> [ENTRIES SHOWN]
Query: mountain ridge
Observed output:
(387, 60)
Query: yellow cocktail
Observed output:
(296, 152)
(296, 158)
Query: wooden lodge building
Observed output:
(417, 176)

> [PROMPT] Once more, write out the records above, exactly as they stand.

> [TASK ANSWER]
Query: mountain ridge
Observed output:
(387, 60)
Query: yellow cocktail
Observed output:
(296, 152)
(296, 158)
Query: wooden lodge building
Observed output:
(417, 176)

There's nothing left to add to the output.